## ACTIONS TO TAKE
a - In the review of Vengeance below, explain why Ben and his friend are called "every right swipe's worst nightmare."
b - Extend the review of Vengeance below, starting right after its final sentence.

## DOCUMENT TEXT
--------
Oh the folly that Serial hath wrought. Vengeance enjoys a hearty laugh about the fact that seemingly everyone has a podcast these days. From influencers, celebrities, average Joes, aspiring detectives, and dudes in their basements, podcasting is where it’s at. Supposedly. Marketers and content producers seem to love the idea of people airing their feels into the airwaves. Slickly produced ’casts transform mundane events into multi-hour serials. Speakers wax poetic and get philosophical, and listeners’ minds are blown. A podcast about dating can have more tangential filler than a New Yorker article about orchids. Podcasts, Vengeance reminds us, are more often about the speaker than the subject. Sure, some ’casts seduce listeners with honey-timbered baritones that make sweet love to listeners’ ears, but others can be exceptionally grating, like a drill to the brain.
Enter Ben Manalowitz (B.J. Novak). Ben is a neurotic New York radio host scoping out the dating scene. He and his bud survey the options in the humorous opening sequence that sets up Vengeance for easy listening. The guys gab about dating and scroll through their phones. They reminisce about Tinder hook-ups, bathroom flings, and one-night stands slotted into their contact lists with first names, question marks, and vague references to place the time, event, or location of their conquests. They’re every right swipe’s worst nightmare.
Ben’s (very forgettable) friend remarks that their colloquial chitter-chatter ’bout the dating scene would make a sweet podcast. A podcast – what a novel idea! The dudes nod their heads and continue to bro-down. The friend “produces” the moment a bit by observing that this sort of sexy convo could use a good bass line. One kicks in on the soundtrack, courtesy of Finneas O’Connell, as the dudes offer vapid observations to a podcasty beat. Cue a hearty laugh from the critic.
--------
## INFORMATION SUPPLIED
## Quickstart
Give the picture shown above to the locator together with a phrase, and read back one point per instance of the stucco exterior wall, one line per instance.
--------
## ANSWERS BELOW
a - They reminisce about Tinder hook-ups, bathroom flings, and one-night stands. They also keep those people in their phone contacts under only first names, question marks, and vague references that recall the time, event, or location of each conquest.

b -
Dead White Girl
Luckily for Ben, the morning after offers a hook that would make content producers drool. His phone awakens him with a startling message: his girlfriend is dead and the funeral’s in Texas. Ben, not wanting to offend the caller (her brother), doesn’t want to say that said dead girlfriend, Abiline (Lio Tipton), meant nothing beyond recreational fun. In true Hollywood logic, though, he hops a flight to Texas.
However, it turns out that Abiline’s family is a heehaw gang of gun-totin’ Whataburger-scarfin’ southerners. They’re plum characters full of conspiracy theories and unfiltered, uninformed takes. Moreover, Abiline’s brother, Ty (Boyd Holbrook), pitches Ben a vengeance mission to hunt down her alleged killer. Ben has a counter offer. He pitches his producer, Eloise (Issa Rae), an investigative story about a dead white girl and a nation in decline. Eloise greenlights Dead White Girl (working title) without blinking.
Ben soon starts playing Serial by interviewing Abiline’s family, which includes her modest mom (Succession’s J. Smith Cameron), air-head sisters (when Ben asks one how she takes it, referring to her coffee, she replies, “In the mouth”), and total crazy train of a grandmother (Louanne Stephens, inspiring one rich belly laugh after another). Dead White Girl, therefore, is an exercise in exploitation. It’s obvious from the outset that Ben latches onto the family’s pain to learn how, in his wham-bam-thank-you-ma’am fornicating, he contributed to Abiline’s death. It’s a prototypical podcast about nothing and everything that over-interprets humdrum happenings into grandiose symbols and grains of bitter truth.
Sharply Scripted
Vengeance takes Ben through a dark odyssey into a nation’s crumbling soul. There are moments of truly witty Coen Brothers-esque dialogue when the Texans cut their grits with bad takes and alternative facts. From Granny Carole’s revisionist take on the Alamo to a surprisingly eloquent Ashton Kutcher, Vengeance has a great eye for characters, even though they relish some unique local cuisine comprised of Fritos and nacho cheese that’s scarfed straight from the bag.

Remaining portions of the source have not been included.